WHAT THE EXERCISE ASKS - Copy word for word the lines below from the one containing "ball in the image above." through the final line, including both.

RECORDS SHOWN -
------------------------------

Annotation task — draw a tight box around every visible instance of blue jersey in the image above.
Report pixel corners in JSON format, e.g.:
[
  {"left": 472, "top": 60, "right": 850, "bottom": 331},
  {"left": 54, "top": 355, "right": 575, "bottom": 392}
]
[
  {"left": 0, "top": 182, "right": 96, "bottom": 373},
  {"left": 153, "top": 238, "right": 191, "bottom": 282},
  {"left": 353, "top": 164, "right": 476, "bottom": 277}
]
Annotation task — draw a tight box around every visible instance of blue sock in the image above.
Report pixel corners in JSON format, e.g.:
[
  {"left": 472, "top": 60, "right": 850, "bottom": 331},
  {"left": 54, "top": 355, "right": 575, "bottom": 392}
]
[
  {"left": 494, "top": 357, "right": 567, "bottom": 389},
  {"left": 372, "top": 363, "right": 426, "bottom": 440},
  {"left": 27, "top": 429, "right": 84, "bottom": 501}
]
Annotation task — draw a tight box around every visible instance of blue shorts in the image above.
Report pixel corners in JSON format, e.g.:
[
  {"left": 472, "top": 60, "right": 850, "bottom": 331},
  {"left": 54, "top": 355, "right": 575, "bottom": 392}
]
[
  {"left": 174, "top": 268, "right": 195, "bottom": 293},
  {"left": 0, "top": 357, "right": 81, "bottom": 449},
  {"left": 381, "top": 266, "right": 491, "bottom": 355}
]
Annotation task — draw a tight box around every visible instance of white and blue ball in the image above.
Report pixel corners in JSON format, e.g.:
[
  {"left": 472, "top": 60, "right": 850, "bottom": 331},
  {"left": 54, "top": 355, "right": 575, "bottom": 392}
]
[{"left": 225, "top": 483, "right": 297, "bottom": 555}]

------------------------------

REPLY TO THE TASK -
Annotation task — draw a tight box around every visible instance of white and blue ball in the image above.
Report pixel corners in JSON format, e.g.:
[
  {"left": 472, "top": 60, "right": 850, "bottom": 331},
  {"left": 54, "top": 355, "right": 575, "bottom": 392}
]
[{"left": 225, "top": 483, "right": 297, "bottom": 555}]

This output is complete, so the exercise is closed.